* DO THIS *
Could you rewrite the stretch from the line containing "Please mark every distant" through the end of the records, request lines included, offsetting every bounding-box coordinate in the answers by -108? Keep the requests and their format samples unchanged.

* RAW DATA *
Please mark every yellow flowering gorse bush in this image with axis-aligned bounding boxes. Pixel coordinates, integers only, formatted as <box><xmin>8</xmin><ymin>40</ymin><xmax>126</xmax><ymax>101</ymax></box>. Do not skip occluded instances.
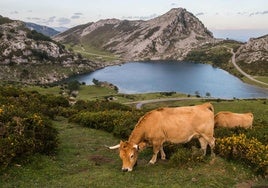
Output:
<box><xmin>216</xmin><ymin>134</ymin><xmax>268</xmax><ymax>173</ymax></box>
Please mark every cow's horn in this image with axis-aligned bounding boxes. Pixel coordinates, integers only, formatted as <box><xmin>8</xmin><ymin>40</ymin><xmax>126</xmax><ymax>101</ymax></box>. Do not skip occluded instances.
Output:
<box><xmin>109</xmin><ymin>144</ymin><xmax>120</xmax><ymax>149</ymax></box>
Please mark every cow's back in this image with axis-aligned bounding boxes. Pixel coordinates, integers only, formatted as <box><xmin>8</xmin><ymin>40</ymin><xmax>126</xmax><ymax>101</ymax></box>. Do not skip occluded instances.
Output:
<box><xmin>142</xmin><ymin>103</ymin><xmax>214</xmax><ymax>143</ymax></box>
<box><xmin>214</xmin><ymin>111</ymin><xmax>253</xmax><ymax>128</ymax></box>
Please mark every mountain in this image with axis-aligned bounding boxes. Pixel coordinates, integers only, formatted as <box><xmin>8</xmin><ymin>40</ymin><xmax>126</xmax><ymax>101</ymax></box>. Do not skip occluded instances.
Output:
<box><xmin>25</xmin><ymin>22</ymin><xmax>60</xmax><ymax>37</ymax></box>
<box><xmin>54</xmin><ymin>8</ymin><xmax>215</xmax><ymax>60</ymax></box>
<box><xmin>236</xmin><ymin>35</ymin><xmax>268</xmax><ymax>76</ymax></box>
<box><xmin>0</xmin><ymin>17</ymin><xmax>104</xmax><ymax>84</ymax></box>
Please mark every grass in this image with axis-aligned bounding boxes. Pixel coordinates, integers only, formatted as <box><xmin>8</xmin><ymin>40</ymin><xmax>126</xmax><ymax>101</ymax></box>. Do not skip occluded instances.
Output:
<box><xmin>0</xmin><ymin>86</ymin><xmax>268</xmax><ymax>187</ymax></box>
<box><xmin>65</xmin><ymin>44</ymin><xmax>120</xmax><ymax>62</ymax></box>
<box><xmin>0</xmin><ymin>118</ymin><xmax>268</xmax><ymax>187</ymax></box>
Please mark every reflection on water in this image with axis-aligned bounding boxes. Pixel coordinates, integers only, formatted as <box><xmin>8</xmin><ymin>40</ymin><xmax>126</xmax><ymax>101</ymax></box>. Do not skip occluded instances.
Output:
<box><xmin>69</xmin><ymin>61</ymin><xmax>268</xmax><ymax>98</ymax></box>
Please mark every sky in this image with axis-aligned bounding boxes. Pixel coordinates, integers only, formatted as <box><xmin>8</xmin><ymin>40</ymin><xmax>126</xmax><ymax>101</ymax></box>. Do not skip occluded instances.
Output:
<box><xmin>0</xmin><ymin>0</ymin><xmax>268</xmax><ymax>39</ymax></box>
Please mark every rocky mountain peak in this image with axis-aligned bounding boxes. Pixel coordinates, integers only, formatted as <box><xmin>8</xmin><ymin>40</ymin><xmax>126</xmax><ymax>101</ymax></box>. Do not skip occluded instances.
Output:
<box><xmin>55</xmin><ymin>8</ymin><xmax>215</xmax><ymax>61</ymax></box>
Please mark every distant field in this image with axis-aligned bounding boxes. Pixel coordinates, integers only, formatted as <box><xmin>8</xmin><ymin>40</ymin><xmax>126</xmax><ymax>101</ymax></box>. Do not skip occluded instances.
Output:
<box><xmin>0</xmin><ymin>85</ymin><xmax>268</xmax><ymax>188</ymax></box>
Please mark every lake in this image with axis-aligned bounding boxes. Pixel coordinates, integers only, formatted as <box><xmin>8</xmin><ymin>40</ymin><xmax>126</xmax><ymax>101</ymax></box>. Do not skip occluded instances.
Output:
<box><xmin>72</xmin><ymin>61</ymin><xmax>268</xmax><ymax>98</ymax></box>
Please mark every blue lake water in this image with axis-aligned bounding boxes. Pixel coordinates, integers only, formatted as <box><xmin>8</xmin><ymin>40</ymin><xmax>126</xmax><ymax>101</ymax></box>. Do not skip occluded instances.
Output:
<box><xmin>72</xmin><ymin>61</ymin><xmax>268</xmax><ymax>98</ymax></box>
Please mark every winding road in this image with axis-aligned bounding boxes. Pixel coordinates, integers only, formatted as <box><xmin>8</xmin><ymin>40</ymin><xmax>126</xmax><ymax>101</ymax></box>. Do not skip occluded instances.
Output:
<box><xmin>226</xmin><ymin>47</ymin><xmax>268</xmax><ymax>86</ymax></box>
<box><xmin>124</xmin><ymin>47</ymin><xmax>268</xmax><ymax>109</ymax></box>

* RESPONSE *
Please mark every distant field in this image with axis-aligned bounding boxes. Pixel coordinates, integers only, formatted as <box><xmin>8</xmin><ymin>40</ymin><xmax>126</xmax><ymax>101</ymax></box>. Do not skip occluded instances.
Output:
<box><xmin>-108</xmin><ymin>-23</ymin><xmax>160</xmax><ymax>80</ymax></box>
Please mark every lake in this image with axis-aligned bounding boxes. Pixel coordinates, integers only, formatted as <box><xmin>8</xmin><ymin>40</ymin><xmax>126</xmax><ymax>101</ymax></box>. Do not skip occluded instances.
Output:
<box><xmin>-36</xmin><ymin>-47</ymin><xmax>160</xmax><ymax>-10</ymax></box>
Please mark every blue lake water in this image with axis-aligned bounding boxes. Pixel coordinates, integers only, formatted as <box><xmin>8</xmin><ymin>40</ymin><xmax>126</xmax><ymax>101</ymax></box>. Do not skip occluded instances.
Output:
<box><xmin>-36</xmin><ymin>-47</ymin><xmax>160</xmax><ymax>-10</ymax></box>
Please mark every winding road in this image with axis-aligned bounding boxes. Pixel coordinates, integers only, formatted as <box><xmin>8</xmin><ymin>40</ymin><xmax>126</xmax><ymax>101</ymax></box>. Do not skip occluded instances.
Output:
<box><xmin>118</xmin><ymin>-61</ymin><xmax>160</xmax><ymax>-22</ymax></box>
<box><xmin>16</xmin><ymin>-61</ymin><xmax>160</xmax><ymax>1</ymax></box>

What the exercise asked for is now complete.